What to do: Exactness is required throughout. Return every record once more.

Extracted information:
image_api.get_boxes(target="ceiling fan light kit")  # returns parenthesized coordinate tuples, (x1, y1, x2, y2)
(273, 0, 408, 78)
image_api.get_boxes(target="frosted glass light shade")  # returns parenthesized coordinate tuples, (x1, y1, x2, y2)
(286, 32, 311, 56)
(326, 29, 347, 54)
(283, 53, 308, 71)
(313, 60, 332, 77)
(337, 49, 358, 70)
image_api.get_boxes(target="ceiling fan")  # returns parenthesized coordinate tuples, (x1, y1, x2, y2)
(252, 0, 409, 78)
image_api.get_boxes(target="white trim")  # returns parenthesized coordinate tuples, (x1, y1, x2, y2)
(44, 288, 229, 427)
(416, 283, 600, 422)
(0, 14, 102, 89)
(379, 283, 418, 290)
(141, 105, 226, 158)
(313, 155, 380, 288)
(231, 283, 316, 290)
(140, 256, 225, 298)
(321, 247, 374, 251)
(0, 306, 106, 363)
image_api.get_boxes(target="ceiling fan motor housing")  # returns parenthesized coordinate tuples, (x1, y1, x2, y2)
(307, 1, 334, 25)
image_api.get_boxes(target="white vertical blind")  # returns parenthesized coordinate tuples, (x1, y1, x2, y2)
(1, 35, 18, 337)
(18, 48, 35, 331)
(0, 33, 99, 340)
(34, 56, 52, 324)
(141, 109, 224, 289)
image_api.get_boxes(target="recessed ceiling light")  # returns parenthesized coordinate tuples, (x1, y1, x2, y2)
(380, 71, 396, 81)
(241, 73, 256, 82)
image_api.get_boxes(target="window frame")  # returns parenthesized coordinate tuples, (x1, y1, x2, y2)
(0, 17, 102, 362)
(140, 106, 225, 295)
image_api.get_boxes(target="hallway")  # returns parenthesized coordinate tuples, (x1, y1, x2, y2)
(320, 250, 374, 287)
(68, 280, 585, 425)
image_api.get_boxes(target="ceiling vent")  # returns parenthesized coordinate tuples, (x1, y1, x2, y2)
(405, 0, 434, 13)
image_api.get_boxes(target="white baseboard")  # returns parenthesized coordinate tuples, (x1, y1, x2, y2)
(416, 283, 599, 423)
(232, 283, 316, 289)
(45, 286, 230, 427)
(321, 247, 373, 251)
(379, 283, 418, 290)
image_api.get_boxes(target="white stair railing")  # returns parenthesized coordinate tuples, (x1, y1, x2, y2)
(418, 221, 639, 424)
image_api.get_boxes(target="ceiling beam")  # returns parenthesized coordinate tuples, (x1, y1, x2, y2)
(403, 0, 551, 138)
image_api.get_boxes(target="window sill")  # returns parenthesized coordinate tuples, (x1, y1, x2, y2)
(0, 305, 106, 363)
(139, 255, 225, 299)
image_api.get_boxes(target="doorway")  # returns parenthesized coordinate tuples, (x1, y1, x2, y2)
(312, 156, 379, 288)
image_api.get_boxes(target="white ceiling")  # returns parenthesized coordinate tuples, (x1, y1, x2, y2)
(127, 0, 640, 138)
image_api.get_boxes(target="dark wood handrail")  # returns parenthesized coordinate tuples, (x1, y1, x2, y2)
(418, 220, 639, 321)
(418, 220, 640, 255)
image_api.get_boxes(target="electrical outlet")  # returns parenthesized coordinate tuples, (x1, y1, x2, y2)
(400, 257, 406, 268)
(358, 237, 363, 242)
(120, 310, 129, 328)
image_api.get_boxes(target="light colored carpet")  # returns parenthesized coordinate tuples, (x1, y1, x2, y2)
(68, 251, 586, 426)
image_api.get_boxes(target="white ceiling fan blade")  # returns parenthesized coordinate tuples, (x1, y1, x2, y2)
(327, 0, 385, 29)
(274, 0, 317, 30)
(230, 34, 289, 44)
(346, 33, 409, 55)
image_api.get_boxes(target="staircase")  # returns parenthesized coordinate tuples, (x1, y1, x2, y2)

Task solution:
image_api.get_boxes(target="ceiling fan light kit")  # returns parenthesized coordinate tuples, (x1, y1, x2, y2)
(273, 0, 408, 78)
image_api.get_boxes(target="frosted glass light shade")  # returns parenthesized coordinate tuples, (x1, y1, x2, y2)
(286, 32, 311, 56)
(326, 29, 347, 54)
(283, 53, 308, 71)
(313, 60, 332, 77)
(337, 49, 358, 70)
image_api.get_boxes(target="ceiling fan")  # returns parenthesized coordinate tuples, (x1, y1, x2, y2)
(252, 0, 409, 78)
image_api.get_boxes(target="white trim")  # returns parenthesized coordinate tuples, (x1, y1, x2, y2)
(44, 288, 229, 427)
(416, 283, 600, 422)
(0, 14, 102, 89)
(379, 283, 418, 290)
(141, 105, 226, 158)
(313, 155, 380, 288)
(231, 283, 316, 290)
(140, 256, 225, 298)
(321, 247, 374, 251)
(0, 306, 106, 363)
image_api.get_boxes(target="ceiling fan motor housing")  # returns parenthesized coordinate tuples, (x1, y1, x2, y2)
(307, 1, 334, 25)
image_api.get_boxes(target="white vertical blind")  # returns parenthesized coordinate tuples, (x1, y1, x2, y2)
(1, 35, 18, 337)
(18, 48, 35, 331)
(0, 33, 99, 340)
(34, 56, 52, 324)
(141, 109, 224, 289)
image_api.get_boxes(target="recessed ceiling light")  # returns parenthesized coordinate tuples, (x1, y1, x2, y2)
(380, 71, 396, 81)
(241, 73, 256, 82)
image_api.get_boxes(target="window frame")  # returns parenthesized coordinate tuples, (x1, y1, x2, y2)
(0, 17, 102, 362)
(140, 106, 225, 295)
image_api.get_boxes(target="hallway")  # returns parenthesized coordinate tuples, (x1, y1, x2, y2)
(320, 250, 374, 287)
(68, 280, 585, 425)
image_api.get_boxes(target="ceiling vent")  # returns parenthesized coordinate tuples, (x1, y1, x2, y2)
(405, 0, 434, 13)
image_api.get_boxes(target="white baseboard")  # returns parenthesized coordinate tuples, (x1, y1, x2, y2)
(416, 283, 599, 423)
(232, 283, 316, 289)
(45, 286, 230, 427)
(321, 247, 373, 251)
(379, 283, 418, 290)
image_api.get_boxes(target="white stair railing")  # returns parenthesized coordinate tuples, (x1, y1, x2, y2)
(418, 221, 639, 424)
image_api.get_boxes(target="ceiling beam")  # returns parenthesized coordinate tuples, (x1, y1, x2, y2)
(403, 0, 551, 138)
image_api.get_boxes(target="window sill")  # returns parenthesized coordinate tuples, (x1, y1, x2, y2)
(0, 305, 106, 363)
(139, 255, 225, 299)
image_api.get_boxes(target="doorway")  # returns parenthesized coordinate tuples, (x1, y1, x2, y2)
(312, 156, 379, 288)
image_api.get_boxes(target="white ceiling")  # returns parenthesized coordinate tuples, (x1, y1, x2, y2)
(127, 0, 640, 138)
image_api.get_boxes(target="dark wood handrail")  # returns parenthesized coordinate tuples, (x1, y1, x2, y2)
(418, 220, 639, 321)
(418, 220, 640, 255)
image_api.get_boxes(target="electrical outlet")  # returns parenthesized coordinate tuples, (x1, y1, x2, y2)
(400, 257, 406, 268)
(358, 237, 363, 242)
(120, 310, 129, 328)
image_api.get_boxes(target="light colored carpet")  # returns parenthesized coordinate tuples, (x1, y1, x2, y2)
(68, 251, 586, 426)
image_api.get_boxes(target="white ceiling fan blade")  # returns parenthesized coordinate tuples, (x1, y1, x2, y2)
(327, 0, 385, 29)
(274, 0, 317, 30)
(230, 34, 289, 44)
(346, 33, 409, 55)
image_api.get_boxes(target="staircase")  # returns parenthesized coordinate tuples, (x1, y1, x2, y2)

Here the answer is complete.